Your task is to reproduce the material exactly.

───── Data in this exercise ─────

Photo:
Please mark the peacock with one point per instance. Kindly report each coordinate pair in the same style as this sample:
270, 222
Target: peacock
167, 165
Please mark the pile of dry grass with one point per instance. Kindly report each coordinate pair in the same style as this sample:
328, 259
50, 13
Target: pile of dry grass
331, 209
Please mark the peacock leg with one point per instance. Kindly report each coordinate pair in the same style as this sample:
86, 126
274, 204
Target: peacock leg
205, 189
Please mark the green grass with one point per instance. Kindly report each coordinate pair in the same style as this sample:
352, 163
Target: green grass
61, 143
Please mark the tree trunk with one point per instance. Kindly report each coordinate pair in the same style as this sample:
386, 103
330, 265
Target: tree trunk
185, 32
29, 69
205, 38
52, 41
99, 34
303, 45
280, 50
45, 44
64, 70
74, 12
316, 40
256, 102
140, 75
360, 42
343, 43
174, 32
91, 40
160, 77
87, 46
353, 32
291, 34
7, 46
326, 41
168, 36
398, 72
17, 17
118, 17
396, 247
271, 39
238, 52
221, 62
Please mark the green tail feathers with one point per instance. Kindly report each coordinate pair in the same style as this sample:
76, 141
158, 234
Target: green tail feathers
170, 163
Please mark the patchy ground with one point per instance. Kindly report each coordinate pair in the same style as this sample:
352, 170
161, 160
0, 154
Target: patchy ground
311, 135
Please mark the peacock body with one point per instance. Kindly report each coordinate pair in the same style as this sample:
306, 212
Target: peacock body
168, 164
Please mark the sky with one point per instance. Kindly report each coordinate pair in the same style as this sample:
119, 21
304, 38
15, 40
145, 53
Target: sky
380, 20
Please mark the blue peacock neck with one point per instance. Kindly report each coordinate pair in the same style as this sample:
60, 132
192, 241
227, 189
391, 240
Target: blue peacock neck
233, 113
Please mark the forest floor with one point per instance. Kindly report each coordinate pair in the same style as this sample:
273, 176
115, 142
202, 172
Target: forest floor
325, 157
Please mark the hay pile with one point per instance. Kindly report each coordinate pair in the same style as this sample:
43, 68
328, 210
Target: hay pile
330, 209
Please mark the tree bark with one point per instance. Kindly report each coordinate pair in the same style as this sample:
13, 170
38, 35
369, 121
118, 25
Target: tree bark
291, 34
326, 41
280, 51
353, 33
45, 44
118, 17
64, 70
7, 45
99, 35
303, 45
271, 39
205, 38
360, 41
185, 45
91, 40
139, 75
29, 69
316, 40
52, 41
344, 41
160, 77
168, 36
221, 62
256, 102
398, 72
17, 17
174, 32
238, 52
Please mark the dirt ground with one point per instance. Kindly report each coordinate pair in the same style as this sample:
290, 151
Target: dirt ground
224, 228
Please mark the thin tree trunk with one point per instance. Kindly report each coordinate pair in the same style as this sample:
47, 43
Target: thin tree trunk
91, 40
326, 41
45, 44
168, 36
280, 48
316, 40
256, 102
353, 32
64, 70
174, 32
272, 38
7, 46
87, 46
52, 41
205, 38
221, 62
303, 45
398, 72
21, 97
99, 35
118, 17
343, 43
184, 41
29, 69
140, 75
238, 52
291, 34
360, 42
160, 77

─────

Answer for the task:
Photo:
Please mark the peacock with one point per instance. Kindly report each coordinate pair in the same style as this sample:
270, 222
Target: peacock
167, 165
Please mark the pile of dry grass with one point per instance. Kindly report each coordinate pair in the same style as this sample:
328, 259
50, 13
Target: pile of dry grass
331, 209
Please mark the peacock leg with one point per instance. Kindly report each coordinate pair in the same style as this sample:
86, 126
274, 204
Target: peacock leg
205, 189
Please mark the green grass with one point per instance. Kindly report each coordinate pair in the same style as this sample:
352, 163
Target: green grass
61, 143
Please mark the tree trunk with one point per instance. Kindly report each coordinate pair in the same style as this sample:
386, 103
330, 265
Target: tree trunk
185, 32
29, 69
205, 38
52, 41
99, 34
303, 45
280, 50
45, 44
64, 70
74, 12
316, 40
256, 102
140, 75
360, 42
343, 43
174, 32
91, 40
160, 77
87, 46
353, 32
291, 34
7, 46
326, 41
168, 36
398, 72
17, 17
118, 17
396, 247
271, 39
238, 52
221, 62
Please mark the green tail feathers with one point per instance. Kindly report each coordinate pair in the same style as this sample:
76, 141
158, 234
Target: green tail feathers
170, 163
Please mark the patchy ground with one point per instance. Kindly report each coordinate pair in the same style as this sample:
352, 170
161, 160
0, 154
Target: patchy ground
311, 135
Please mark the peacock body with one point per instance. Kindly report each coordinate pair in the same style as this sample:
306, 212
Target: peacock body
168, 164
Please mark the sky with one point per instance. Kindly report each coordinate pair in the same style as this sample:
119, 21
304, 38
15, 40
145, 53
Target: sky
380, 20
Please mark the blue peacock neck with one point per instance. Kindly report each coordinate pair in the same style as this sample:
60, 132
192, 241
227, 189
391, 240
Target: blue peacock neck
233, 113
Please mark the forest floor with one point per instance. Kindly report each coordinate pair in the same style as this sample:
273, 176
115, 142
202, 172
Target: forest floor
325, 157
Please mark the hay pile with one point per instance. Kindly report each coordinate pair in the same style as this sample:
43, 68
328, 210
Target: hay pile
330, 209
Please mark the tree bark with one point per instance. Kindly report each coordinate pair in the same style as this sample:
13, 170
38, 35
369, 121
118, 25
Target: tree bark
291, 34
326, 41
280, 51
353, 33
45, 44
118, 17
64, 70
7, 45
99, 35
303, 45
271, 39
205, 38
360, 41
185, 45
91, 40
139, 75
29, 69
316, 40
52, 41
344, 41
160, 77
168, 36
221, 62
256, 102
398, 72
17, 17
174, 32
238, 52
Please mark the dirt ground with one point per instance. Kindly report each coordinate pair in the same style as this sample:
290, 151
Target: dirt ground
224, 228
Please mark the thin tree trunk with one point per instance. Kindly report each coordinate pair in the same style as this sample:
47, 43
Target: thin tree trunk
91, 40
326, 41
45, 44
168, 36
280, 48
316, 40
256, 102
353, 32
64, 70
174, 32
272, 38
7, 46
87, 46
52, 41
205, 38
221, 62
303, 45
398, 72
21, 97
99, 35
118, 17
343, 43
184, 41
29, 69
140, 75
238, 52
291, 34
360, 42
160, 77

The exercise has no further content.